§ **Data for this exercise**

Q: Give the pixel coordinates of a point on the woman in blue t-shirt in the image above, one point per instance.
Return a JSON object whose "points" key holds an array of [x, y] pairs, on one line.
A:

---

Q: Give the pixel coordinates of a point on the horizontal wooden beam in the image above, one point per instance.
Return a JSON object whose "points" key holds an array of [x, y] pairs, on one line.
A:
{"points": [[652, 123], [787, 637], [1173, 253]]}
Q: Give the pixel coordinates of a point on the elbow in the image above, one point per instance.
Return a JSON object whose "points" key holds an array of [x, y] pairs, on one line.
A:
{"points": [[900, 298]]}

---

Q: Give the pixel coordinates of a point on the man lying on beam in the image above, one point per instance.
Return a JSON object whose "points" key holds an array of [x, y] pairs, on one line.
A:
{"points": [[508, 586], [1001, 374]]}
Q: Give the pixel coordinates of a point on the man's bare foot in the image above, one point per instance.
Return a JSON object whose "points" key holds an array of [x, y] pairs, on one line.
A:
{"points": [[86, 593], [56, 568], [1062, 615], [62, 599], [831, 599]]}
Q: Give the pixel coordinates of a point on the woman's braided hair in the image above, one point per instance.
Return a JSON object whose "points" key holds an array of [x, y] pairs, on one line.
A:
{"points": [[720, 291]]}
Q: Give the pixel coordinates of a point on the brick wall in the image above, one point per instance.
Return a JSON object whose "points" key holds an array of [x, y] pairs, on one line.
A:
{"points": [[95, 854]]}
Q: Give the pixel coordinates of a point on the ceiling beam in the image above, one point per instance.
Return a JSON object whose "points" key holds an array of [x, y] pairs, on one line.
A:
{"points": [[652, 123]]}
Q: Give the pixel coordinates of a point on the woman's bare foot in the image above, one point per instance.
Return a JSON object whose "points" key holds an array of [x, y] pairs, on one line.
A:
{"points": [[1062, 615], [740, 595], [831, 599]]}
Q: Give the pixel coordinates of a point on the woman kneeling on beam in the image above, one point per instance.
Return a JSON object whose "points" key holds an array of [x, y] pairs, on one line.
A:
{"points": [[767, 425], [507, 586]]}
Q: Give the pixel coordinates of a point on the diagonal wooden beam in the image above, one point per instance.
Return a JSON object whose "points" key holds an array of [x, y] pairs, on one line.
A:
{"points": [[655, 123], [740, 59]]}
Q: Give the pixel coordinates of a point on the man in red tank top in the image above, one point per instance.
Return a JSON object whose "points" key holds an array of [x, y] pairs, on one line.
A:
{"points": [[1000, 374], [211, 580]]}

§ **Task objective**
Count the lines of the items above that contain the string "beam", treating case as significant. Reply with only the number.

§ **Result of the task**
5